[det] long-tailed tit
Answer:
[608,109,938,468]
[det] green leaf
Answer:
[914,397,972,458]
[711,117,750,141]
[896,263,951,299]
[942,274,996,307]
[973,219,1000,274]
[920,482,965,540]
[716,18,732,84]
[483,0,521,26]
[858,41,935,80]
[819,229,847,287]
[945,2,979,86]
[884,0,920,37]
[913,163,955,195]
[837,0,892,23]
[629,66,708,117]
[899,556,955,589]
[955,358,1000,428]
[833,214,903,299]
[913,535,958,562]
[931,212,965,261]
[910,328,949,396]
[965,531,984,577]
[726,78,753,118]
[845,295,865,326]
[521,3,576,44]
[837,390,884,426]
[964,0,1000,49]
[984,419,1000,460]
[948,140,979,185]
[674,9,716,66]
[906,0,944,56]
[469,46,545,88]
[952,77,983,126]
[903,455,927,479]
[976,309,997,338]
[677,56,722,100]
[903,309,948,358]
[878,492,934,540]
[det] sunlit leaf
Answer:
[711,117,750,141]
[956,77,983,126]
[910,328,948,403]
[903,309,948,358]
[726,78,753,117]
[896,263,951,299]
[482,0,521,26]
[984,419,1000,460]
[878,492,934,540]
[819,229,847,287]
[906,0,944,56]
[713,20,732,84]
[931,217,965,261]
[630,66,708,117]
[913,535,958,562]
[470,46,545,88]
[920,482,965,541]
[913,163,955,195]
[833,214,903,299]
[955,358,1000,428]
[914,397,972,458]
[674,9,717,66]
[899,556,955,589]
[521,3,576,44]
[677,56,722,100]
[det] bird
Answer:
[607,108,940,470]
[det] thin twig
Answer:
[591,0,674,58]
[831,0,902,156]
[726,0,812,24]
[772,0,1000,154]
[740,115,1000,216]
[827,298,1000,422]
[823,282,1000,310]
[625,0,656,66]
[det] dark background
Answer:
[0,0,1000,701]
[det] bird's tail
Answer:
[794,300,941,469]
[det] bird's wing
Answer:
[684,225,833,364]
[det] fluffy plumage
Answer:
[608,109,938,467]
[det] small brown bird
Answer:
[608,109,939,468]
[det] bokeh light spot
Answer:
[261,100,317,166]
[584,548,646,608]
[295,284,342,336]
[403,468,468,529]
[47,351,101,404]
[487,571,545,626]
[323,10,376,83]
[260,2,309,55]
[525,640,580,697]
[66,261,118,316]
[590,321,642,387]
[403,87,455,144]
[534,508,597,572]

• _WORK TO BE COMPLETED_
Please write out all the items again with "foliage" in place of each "leaf", keeping everything else the same.

• _FINAL RESULT_
[det] long-tailed tit
Answer:
[608,109,938,468]
[det] green foliage
Answer:
[914,397,972,458]
[711,117,750,141]
[896,263,951,299]
[942,274,996,307]
[973,219,1000,274]
[920,482,965,540]
[716,18,732,84]
[483,0,521,26]
[858,41,935,80]
[819,229,847,287]
[945,2,979,86]
[884,0,920,37]
[913,163,955,195]
[837,0,892,23]
[629,66,708,117]
[899,556,955,589]
[955,358,1000,428]
[833,214,903,299]
[913,535,958,562]
[931,212,965,261]
[910,328,949,396]
[965,531,984,577]
[726,78,753,118]
[845,295,865,326]
[521,3,576,44]
[837,390,884,426]
[964,0,1000,49]
[984,419,1000,460]
[948,140,979,185]
[674,9,716,66]
[906,0,944,56]
[469,46,545,88]
[952,77,983,126]
[903,455,927,479]
[976,309,997,338]
[677,56,722,100]
[903,309,948,358]
[878,492,934,540]
[det] sunlit foliage
Answer:
[711,117,750,141]
[956,77,983,126]
[910,328,948,403]
[903,309,948,358]
[726,78,753,117]
[896,263,951,299]
[482,0,521,26]
[984,419,1000,460]
[878,492,934,540]
[819,229,847,287]
[906,0,944,56]
[713,20,732,84]
[931,217,965,261]
[630,66,708,117]
[913,535,958,562]
[470,46,545,88]
[920,482,965,541]
[913,163,955,195]
[833,214,903,299]
[955,358,1000,428]
[914,397,972,458]
[674,9,717,66]
[899,556,955,589]
[521,3,576,44]
[677,56,722,100]
[det] bird
Answer:
[607,108,940,470]
[det] thin twig
Answer:
[591,0,674,58]
[831,0,902,156]
[726,0,812,24]
[772,0,1000,154]
[740,115,1000,216]
[827,298,1000,422]
[823,282,1000,310]
[625,0,656,66]
[det] dark background
Answer:
[0,0,1000,701]
[det] bird's tail
Answer:
[794,300,941,469]
[det] bird's wing
Answer:
[684,225,833,364]
[det] fluffy plumage
Answer:
[608,109,938,467]
[det] small brown bird
Answer:
[608,109,939,468]
[det] bokeh light spot
Answer:
[261,100,317,166]
[584,548,646,608]
[295,284,342,336]
[403,468,468,529]
[47,351,101,404]
[487,571,545,626]
[323,10,376,83]
[260,2,309,55]
[525,640,580,697]
[66,261,118,316]
[590,321,642,387]
[403,87,455,144]
[534,508,597,572]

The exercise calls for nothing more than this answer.